- **Texte fourni**

Test de Tokyo Mirage Sessions #FE : l'apologie du recyclage ? - MÀJ du 01.02.2020 - Test de la version Switch
Quand le jeu est annoncé début 2013, le concept fait saliver : rassembler les univers de Shin Megami Tensei et de Fire Emblem, le tout sur une console de salon HD (la Wii U), cela a tout de la bonne idée. Trois ans plus tard, le titre est-il à la hauteur de ces attentes ?
Mise à jour : test de la version Switch du jeu par Hachim0n
Il y a quatre ans sortait Tokyo Mirage Sessions #FE, un RPG japonais dans l’univers coloré, codifié et « innocent » des idoles. Ces artistes touche-à-tout qui passent aussi bien du chant à la danse, en faisant quelques détours par des rôles dans les séries télé. Mais surtout, il s’agissait d’un étrange crossover entre les licences Shin Megami Tensei et Fire Emblem. Cette année débarque un remaster intitulé Tokyo Mirage Sessions #FE Encore, une version légèrement corrigée proposée sur Nintendo Switch.

- **Données fournies**
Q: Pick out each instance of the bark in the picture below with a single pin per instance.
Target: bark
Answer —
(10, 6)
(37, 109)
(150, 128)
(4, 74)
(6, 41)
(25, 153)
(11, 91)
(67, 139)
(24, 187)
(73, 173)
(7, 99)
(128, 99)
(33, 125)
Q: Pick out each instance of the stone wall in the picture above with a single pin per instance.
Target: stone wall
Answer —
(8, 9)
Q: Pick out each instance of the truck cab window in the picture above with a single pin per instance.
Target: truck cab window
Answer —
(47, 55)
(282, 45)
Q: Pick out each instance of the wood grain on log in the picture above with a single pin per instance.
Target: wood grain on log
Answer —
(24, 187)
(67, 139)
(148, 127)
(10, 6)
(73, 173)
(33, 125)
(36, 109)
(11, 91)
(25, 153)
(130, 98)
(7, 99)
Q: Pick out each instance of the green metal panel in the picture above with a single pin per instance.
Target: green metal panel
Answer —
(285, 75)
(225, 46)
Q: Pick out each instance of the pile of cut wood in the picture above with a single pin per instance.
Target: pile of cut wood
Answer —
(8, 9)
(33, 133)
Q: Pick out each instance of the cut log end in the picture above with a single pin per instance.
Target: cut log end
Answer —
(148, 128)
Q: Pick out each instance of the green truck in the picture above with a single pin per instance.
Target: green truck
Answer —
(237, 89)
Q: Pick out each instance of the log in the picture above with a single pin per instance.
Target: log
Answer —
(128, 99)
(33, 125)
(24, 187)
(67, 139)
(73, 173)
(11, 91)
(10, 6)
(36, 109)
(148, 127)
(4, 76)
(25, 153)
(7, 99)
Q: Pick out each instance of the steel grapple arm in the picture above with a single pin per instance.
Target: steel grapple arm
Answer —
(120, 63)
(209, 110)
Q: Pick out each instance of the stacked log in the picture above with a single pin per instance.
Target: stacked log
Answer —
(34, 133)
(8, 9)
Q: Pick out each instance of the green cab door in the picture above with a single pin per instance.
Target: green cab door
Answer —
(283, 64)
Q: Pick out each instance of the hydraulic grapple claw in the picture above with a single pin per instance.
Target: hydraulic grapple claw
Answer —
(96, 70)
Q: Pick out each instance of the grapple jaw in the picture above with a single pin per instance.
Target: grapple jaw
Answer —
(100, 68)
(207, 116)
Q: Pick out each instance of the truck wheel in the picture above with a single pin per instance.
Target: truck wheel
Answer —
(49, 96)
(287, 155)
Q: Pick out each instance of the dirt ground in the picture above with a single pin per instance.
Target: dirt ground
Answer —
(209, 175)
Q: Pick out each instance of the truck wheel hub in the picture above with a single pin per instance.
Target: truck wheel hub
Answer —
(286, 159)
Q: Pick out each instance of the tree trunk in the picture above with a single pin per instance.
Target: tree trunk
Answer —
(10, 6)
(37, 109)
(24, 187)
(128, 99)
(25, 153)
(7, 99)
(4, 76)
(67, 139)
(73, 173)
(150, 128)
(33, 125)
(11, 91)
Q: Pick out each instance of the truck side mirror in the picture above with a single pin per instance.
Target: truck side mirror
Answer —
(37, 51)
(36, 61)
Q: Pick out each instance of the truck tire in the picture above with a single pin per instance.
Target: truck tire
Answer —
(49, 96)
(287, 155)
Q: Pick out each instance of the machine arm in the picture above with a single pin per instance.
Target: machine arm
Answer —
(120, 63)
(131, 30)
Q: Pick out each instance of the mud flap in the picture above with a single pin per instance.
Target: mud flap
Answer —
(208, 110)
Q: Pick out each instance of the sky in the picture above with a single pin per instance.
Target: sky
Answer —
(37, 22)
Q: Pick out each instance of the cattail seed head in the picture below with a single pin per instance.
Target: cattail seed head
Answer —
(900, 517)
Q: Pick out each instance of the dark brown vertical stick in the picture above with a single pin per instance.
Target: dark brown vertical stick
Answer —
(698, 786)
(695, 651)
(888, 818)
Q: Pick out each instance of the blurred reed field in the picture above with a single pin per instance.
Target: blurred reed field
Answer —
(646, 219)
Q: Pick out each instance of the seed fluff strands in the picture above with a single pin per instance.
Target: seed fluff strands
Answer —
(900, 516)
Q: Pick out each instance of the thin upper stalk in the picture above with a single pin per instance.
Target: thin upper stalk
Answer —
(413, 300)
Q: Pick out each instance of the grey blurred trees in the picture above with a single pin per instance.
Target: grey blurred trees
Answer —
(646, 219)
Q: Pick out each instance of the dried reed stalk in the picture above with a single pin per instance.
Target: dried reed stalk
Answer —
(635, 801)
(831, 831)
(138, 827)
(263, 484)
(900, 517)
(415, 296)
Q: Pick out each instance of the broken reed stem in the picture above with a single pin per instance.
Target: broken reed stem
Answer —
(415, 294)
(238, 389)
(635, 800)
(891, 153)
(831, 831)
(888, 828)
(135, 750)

- **Objectif**
Reprenez le test de Tokyo Mirage Sessions #FE à la suite de sa dernière phrase et poursuivez-en la rédaction.

- **Résultat attendu**
Jeu tout à fait charmant grâce à ses personnages souvent bien menés et leurs petits problèmes qui font sourire, le test publié à l’époque montrait également quelques limites : des monstres qui se répètent, des phases de combat où on n’est que spectateur et non pas acteur à cause d’animations interminables ou encore des aller-retour parfois pénibles à cause de quêtes qui se limitent à nous envoyer à droite et à gauche. Autant d’éléments que les développeurs ont tenté de corriger, ou au moins de rendre moins désagréables, en procédant à quelques rares ajustements dans ce remaster relativement fainéant. Pour ce qui est des combats, il est désormais possible d’écourter les animations de « Sessions » et autres coups spéciaux qui pouvaient être interminables sur la version Wii U, afin de dynamiser les combats et de raccourcir les affrontements contre les ennemis les plus basiques. Les aller-retour quant à eux ne disparaissent pas pour autant, mais les temps de chargement ont encore été réduits, de manière à faciliter les transitions d’un quartier à l’autre pour accomplir des quêtes secondaires qui apparaissent parfois très importantes tant elles développent l’histoire des personnages du jeu. Il est d’ailleurs indispensable de toutes les terminer (trois quêtes par personnage) pour débloquer la « vraie fin » du jeu.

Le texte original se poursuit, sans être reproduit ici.